== Texte source

27 juillet 2007

De l'ombre à la lumière

"Je croque dans un esquimau, les jambes allongées sur le tableau de bord de notre camping-car. Derrière le pare-brise, les bandes blanches de l'autoroute défilent. Nous remontons sur Paris. Le contre-la-montre de Cognac à Angoulême, tracé dans les vignobles charentais, n'a été qu'un intermède en apnée, une énième rasade d'acide lactique dans mes fibres tourmentées.

Sur le bord de la route, les gens nous interpellent désormais par nos prénoms. Certains attendent notre passage devant la grille du jardin et battent des mains. Sur Internet, des milliers de messages d'encouragement arrivent du monde entier. Pourquoi un tel engouement ? Tout simplement parce que l'Autre Tour a redonné une dimension humaine à l'effort sur un vélo et étanché la soif d'éthique et de loyauté. Il a transmis un message : en s'entraînant et en respectant les règles, on peut atteindre ses objectifs.

Poitiers. Les bandes blanches défilent. Je repense à l'incompréhension des sponsors que j'avais contactés, en novembre 2006 : seules trois entreprises du CAC 40 s'étaient donné la peine de me répondre. Négativement. "Votre projet dérange", m'avait rétorqué le directeur d'une marque liée au Tour de France. Des dizaines de cyclistes passionnés sont venus à notre rencontre partager quelques relais dans le vent et notre idéal, n'hésitant pas à se lever à l'aube pour faire un bout de chemin avec Guillaume et Fabio, deux anonymes sans palmarès. Merci à tous de votre générosité, il y a du bonheur à donner mais aussi, croyez-le bien, à recevoir.

Péage d'Angers. L'autoroute défile et mon esprit débobine le film de ces derniers mois. Les projecteurs médiatiques aujourd'hui braqués sur l'Autre Tour contrastent avec l'ombre dans laquelle je l'ai préparé. Je me rappelle la perplexité de mon entourage face à mon enthousiasme et mes sacrifices. Il faut une volonté de fer et, à l'instar d'un bon marin, maintenir le cap sur le but que l'on s'est fixé. Savoir dire non quand on vous propose du camembert, en janvier, ou une belle portion de tiramisu, en mars. On sème l'hygiène en hiver et l'on récolte la santé en juillet. Pendant un an, j'ai donc renoncé au fromage, aux desserts, aux fritures, parfois à la vie !

====

• _Actions à mener_:
1) Modifie le passage du récit de l'Autre Tour qui commence par "De l'ombre à" et se termine par "mes fibres tourmentées." : remplace "esquimau" par "cornet de glace".
2) D'après le récit de l'Autre Tour, combien d'entreprises du CAC 40 ont répondu aux demandes de sponsoring envoyées en novembre 2006 ?
3) Poursuis le récit de l'Autre Tour à partir de sa dernière phrase.
Les items qui suivent proviennent d'une autre source.

== Données du corpus

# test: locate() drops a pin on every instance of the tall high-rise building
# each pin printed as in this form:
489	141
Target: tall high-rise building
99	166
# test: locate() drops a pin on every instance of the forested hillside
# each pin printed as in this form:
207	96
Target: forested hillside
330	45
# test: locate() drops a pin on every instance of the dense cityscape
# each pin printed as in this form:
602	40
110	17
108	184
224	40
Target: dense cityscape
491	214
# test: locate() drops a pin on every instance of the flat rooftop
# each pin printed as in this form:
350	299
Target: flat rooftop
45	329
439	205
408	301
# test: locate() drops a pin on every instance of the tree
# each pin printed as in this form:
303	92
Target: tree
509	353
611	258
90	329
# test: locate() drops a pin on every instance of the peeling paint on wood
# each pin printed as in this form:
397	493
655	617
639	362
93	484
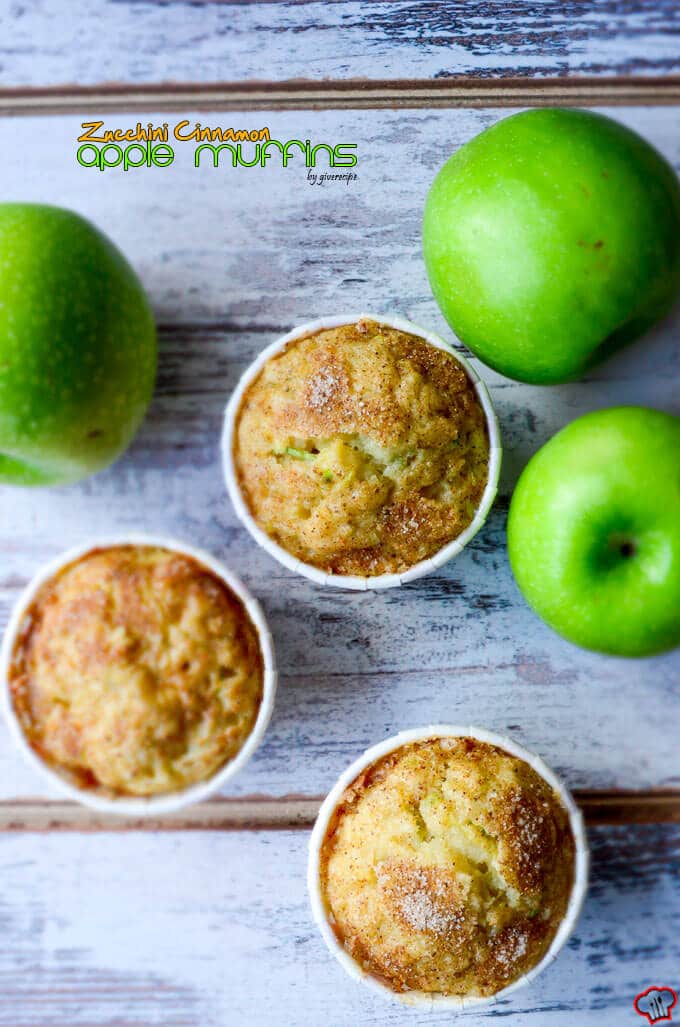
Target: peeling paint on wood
208	41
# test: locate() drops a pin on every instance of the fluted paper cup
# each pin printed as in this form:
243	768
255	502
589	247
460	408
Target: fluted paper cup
172	801
421	999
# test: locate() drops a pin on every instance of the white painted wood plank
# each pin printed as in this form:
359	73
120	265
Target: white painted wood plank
232	258
44	43
214	930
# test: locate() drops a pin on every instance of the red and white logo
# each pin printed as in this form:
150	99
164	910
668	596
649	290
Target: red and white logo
655	1003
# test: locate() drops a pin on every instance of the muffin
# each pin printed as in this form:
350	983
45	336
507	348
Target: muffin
136	671
446	868
362	449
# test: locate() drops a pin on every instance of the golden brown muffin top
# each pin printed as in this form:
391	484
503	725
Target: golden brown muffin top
362	449
447	868
137	672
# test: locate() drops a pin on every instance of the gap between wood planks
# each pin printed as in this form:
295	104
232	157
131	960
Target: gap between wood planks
296	812
337	94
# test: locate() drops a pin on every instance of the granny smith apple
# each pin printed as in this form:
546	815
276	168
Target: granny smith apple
551	240
594	531
77	347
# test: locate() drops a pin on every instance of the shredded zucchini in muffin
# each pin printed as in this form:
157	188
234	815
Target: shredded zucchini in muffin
362	450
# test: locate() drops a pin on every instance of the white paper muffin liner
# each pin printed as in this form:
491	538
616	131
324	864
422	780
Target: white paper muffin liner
420	999
168	802
346	580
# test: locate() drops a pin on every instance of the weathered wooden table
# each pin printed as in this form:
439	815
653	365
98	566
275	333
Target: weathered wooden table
202	919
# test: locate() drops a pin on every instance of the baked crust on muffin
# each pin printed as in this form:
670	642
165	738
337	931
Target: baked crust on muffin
362	449
137	672
447	868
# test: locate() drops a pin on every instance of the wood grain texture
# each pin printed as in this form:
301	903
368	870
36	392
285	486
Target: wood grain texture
231	259
187	929
298	812
44	43
348	94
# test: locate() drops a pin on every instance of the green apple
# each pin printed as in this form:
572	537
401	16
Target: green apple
77	347
594	531
552	239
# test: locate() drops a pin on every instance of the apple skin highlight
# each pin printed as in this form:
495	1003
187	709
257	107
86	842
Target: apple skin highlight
594	532
77	347
551	240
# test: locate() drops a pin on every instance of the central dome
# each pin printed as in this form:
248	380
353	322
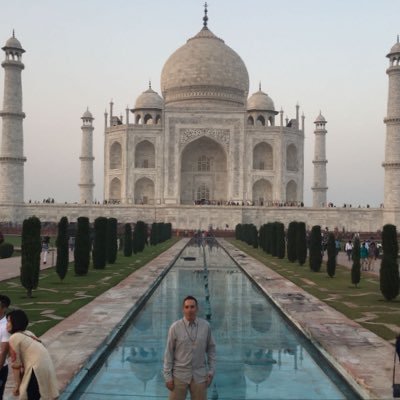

====

• _Réponses rédigées_:
1)
De l'ombre à la lumière

"Je croque dans un cornet de glace, les jambes allongées sur le tableau de bord de notre camping-car. Derrière le pare-brise, les bandes blanches de l'autoroute défilent. Nous remontons sur Paris. Le contre-la-montre de Cognac à Angoulême, tracé dans les vignobles charentais, n'a été qu'un intermède en apnée, une énième rasade d'acide lactique dans mes fibres tourmentées.

2) Seules trois, et toutes par un refus.

3)
J'ai appris à tutoyer la souffrance physique d'entraînements massacrants et à domestiquer le stress. Il m'a en effet fallu cohabiter avec une peur permanente vissée dans l'estomac : la peur de tomber, d'échouer, de décevoir. Après 3 500 km sur les routes de France sous le soleil ardent et la pluie battante, dans les plaines ventées et les montagnes gelées, je me sens bien physiquement et cela semble surprendre. On me dit : "Finalement, tu n'as pas trop maigri, tu n'es pas squelettique ni anémié." Je réponds : "Pourquoi devrais-je l'être ?"

Nous souhaitions démontrer qu'une personne bien entraînée peut effectuer le Tour à une moyenne horaire sportive. Certes, mon corps s'est déformé, irrité, musclé et j'ai perdu la notion de désir. Mon problème principal aura été la récupération des efforts. J'ai très peu dormi, 6 ou 7 heures. J'aurais aimé, une fois l'étape terminée, me jeter sur mon lit les bras en croix, mais il fallait écrire en cherchant dans la jungle de mes neurones tarabiscotés le fil conducteur des émotions. Cycliste le jour et journaliste la nuit, une double existence éprouvante.

Blois. Premiers bouchons. Le camping-car vibre. Fabio parle au téléphone avec Rocco, son petit garçon de 2 ans et demi qui lui demande chaque jour quand il rentrera. J'ai eu un accrochage verbal avec Fabio peu après le départ, puis tout est rentré dans l'ordre. Souvent, il suffit de dire pardon. Sur le Tour, les veines sont à fleur de peau, et les nerfs aussi. Je m'apprête à retrouver la vie quotidienne. Aller chercher le journal le matin...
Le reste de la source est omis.